LISTED RECORDS:
--

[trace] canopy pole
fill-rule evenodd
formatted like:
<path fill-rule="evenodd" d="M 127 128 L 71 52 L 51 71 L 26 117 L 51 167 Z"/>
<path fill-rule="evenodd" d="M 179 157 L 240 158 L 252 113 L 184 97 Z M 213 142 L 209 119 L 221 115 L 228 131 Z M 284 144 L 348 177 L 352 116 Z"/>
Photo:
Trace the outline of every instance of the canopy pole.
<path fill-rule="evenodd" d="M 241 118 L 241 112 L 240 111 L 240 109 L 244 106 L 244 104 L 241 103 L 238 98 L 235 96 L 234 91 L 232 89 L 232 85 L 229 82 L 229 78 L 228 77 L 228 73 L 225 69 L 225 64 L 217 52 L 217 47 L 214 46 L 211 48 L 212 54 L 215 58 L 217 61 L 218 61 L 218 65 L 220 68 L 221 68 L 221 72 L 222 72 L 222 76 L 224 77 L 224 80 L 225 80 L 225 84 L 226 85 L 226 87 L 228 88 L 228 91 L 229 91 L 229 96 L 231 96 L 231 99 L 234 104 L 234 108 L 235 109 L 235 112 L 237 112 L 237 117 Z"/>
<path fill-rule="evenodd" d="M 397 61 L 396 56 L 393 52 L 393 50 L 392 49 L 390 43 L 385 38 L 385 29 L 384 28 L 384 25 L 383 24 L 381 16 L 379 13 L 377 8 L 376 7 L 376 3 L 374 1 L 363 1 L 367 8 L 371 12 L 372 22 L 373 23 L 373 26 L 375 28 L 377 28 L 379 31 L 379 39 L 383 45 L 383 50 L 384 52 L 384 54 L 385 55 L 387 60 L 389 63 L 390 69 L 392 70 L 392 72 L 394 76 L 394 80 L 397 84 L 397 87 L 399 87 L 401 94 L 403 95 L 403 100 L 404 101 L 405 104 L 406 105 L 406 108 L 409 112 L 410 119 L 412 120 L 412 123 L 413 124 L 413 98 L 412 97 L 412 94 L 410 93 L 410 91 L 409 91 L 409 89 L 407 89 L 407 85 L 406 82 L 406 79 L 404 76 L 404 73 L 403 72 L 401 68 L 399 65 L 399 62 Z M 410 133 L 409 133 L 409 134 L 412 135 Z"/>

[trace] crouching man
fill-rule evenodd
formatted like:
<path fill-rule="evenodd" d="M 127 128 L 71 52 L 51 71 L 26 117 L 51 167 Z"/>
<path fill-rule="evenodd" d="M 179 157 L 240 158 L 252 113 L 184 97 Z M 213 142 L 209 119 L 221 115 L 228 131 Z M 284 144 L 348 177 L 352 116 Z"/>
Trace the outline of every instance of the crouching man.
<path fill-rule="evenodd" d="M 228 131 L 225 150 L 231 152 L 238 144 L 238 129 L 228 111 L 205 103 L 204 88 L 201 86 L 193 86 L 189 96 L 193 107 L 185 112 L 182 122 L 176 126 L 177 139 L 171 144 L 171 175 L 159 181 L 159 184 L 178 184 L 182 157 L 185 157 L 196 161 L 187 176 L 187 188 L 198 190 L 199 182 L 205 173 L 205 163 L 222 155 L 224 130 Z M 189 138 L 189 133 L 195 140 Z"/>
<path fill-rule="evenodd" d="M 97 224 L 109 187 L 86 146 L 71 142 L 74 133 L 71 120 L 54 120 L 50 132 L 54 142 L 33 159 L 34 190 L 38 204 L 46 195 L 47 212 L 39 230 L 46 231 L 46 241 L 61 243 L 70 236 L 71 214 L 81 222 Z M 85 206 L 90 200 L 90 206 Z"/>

--

SHORT EXERCISE:
Rewrite all of the rows above as a JSON list of strings, with one string per line and blank lines omitted.

EXERCISE RESULT:
[
  "[trace] canopy pole",
  "fill-rule evenodd",
  "formatted like:",
  "<path fill-rule=\"evenodd\" d=\"M 127 128 L 71 52 L 51 71 L 26 117 L 51 167 Z\"/>",
  "<path fill-rule=\"evenodd\" d=\"M 179 157 L 240 158 L 252 113 L 184 97 Z M 213 142 L 209 119 L 221 115 L 228 131 Z M 284 144 L 348 177 L 352 116 Z\"/>",
  "Photo:",
  "Trace the outline of every instance of the canopy pole.",
  "<path fill-rule=\"evenodd\" d=\"M 241 118 L 241 112 L 240 111 L 240 109 L 244 106 L 244 104 L 241 103 L 238 98 L 235 96 L 234 91 L 232 89 L 232 85 L 229 82 L 229 78 L 228 77 L 228 73 L 225 69 L 225 64 L 217 52 L 217 47 L 214 46 L 211 48 L 212 54 L 215 58 L 217 61 L 218 61 L 218 65 L 220 68 L 221 68 L 221 72 L 222 72 L 222 76 L 224 77 L 224 80 L 225 80 L 225 84 L 226 85 L 226 87 L 228 88 L 228 91 L 229 91 L 229 96 L 231 96 L 231 99 L 234 104 L 234 108 L 235 109 L 235 112 L 237 112 L 237 117 Z\"/>",
  "<path fill-rule=\"evenodd\" d=\"M 397 61 L 396 56 L 393 52 L 393 50 L 392 49 L 390 43 L 385 38 L 385 29 L 384 28 L 384 25 L 383 24 L 381 16 L 379 13 L 377 8 L 376 7 L 376 3 L 374 1 L 363 1 L 367 8 L 371 12 L 372 22 L 373 23 L 373 26 L 375 28 L 377 28 L 379 31 L 379 39 L 383 45 L 383 50 L 384 52 L 384 54 L 385 55 L 387 60 L 389 63 L 390 69 L 392 70 L 392 72 L 394 76 L 394 80 L 397 84 L 397 87 L 399 87 L 401 94 L 403 95 L 403 100 L 404 101 L 405 104 L 406 105 L 406 108 L 409 112 L 410 119 L 412 120 L 412 123 L 413 124 L 413 98 L 412 97 L 412 94 L 410 93 L 410 91 L 409 91 L 409 89 L 407 89 L 407 85 L 406 82 L 406 79 L 404 76 L 404 73 L 403 72 L 401 68 L 399 65 L 399 62 Z M 410 133 L 409 133 L 409 134 L 412 135 Z\"/>",
  "[trace] crouching man",
  "fill-rule evenodd",
  "formatted like:",
  "<path fill-rule=\"evenodd\" d=\"M 127 128 L 71 52 L 51 71 L 26 117 L 51 167 Z\"/>",
  "<path fill-rule=\"evenodd\" d=\"M 179 157 L 240 158 L 252 113 L 184 97 Z M 213 142 L 209 119 L 221 115 L 228 131 Z M 284 144 L 348 177 L 352 116 Z\"/>",
  "Trace the outline of every instance of the crouching man.",
  "<path fill-rule=\"evenodd\" d=\"M 228 131 L 225 150 L 231 152 L 238 144 L 238 129 L 228 111 L 205 103 L 204 88 L 201 86 L 193 86 L 189 96 L 193 107 L 185 112 L 182 122 L 176 126 L 177 139 L 171 144 L 171 175 L 159 181 L 159 184 L 178 184 L 182 157 L 185 157 L 196 161 L 187 176 L 187 188 L 198 190 L 199 182 L 205 173 L 205 163 L 222 155 L 224 130 Z M 189 138 L 189 133 L 195 140 Z\"/>",
  "<path fill-rule=\"evenodd\" d=\"M 97 224 L 109 187 L 86 146 L 71 142 L 74 133 L 71 120 L 54 120 L 50 132 L 54 142 L 33 159 L 34 190 L 38 204 L 46 195 L 47 212 L 39 230 L 46 231 L 46 241 L 61 243 L 70 236 L 71 214 L 81 222 Z M 85 206 L 90 200 L 90 206 Z\"/>"
]